╭─ Information shown

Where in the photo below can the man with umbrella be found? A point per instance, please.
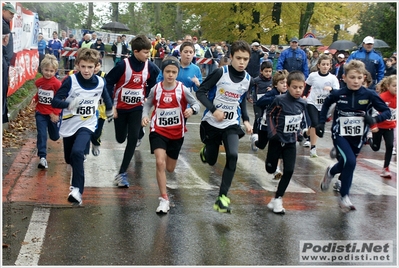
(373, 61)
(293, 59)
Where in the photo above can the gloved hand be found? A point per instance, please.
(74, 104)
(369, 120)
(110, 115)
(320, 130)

╰─
╭─ Information shown

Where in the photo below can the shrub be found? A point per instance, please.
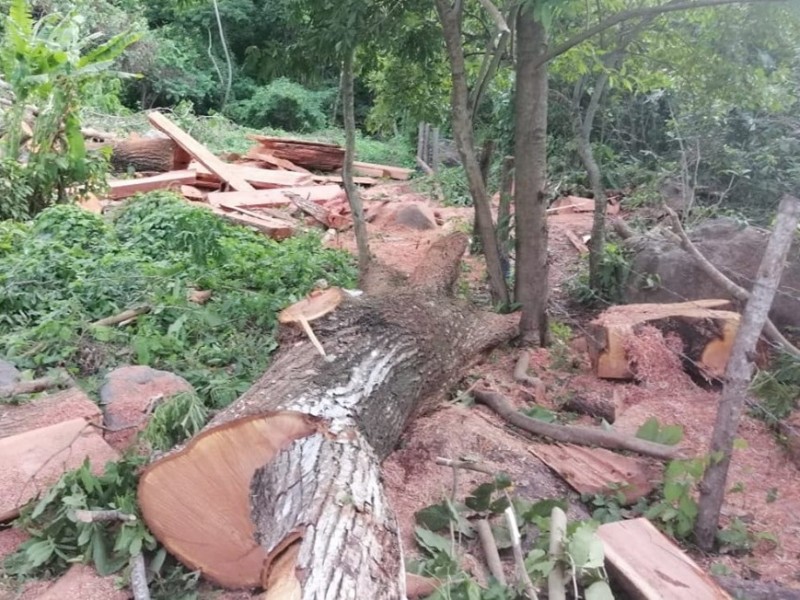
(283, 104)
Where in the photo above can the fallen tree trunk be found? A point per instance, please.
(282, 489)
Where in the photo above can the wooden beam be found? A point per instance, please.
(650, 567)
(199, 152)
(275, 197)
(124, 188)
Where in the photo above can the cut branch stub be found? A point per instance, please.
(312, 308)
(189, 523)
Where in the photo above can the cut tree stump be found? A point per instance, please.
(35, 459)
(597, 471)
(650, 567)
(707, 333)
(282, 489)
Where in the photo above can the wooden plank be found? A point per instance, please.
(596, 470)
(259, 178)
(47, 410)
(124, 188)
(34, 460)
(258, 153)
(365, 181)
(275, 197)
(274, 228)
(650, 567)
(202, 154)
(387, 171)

╰─

Your objective =
Pull out every line of the listing above that contains the word "Where", and copy each one in full.

Solution for this exercise =
Where in the photo below can the man with umbrella be found? A point per instance, please.
Where in the photo above can the gloved hand be found? A point per instance, please.
Where in the photo below can the shrub be found? A point per instance, please.
Where in the photo above can the fallen tree trunk be found? A point per instance, please.
Where in the photo above can the wooden beam be found? A point per instance, please.
Where in the photo above can the cut branch stub be found? A point per instance, please.
Where in the photo above can the cut tree stump be found? A point per instance, please.
Where in the photo above can the wooden plank be found? A point per instance, please.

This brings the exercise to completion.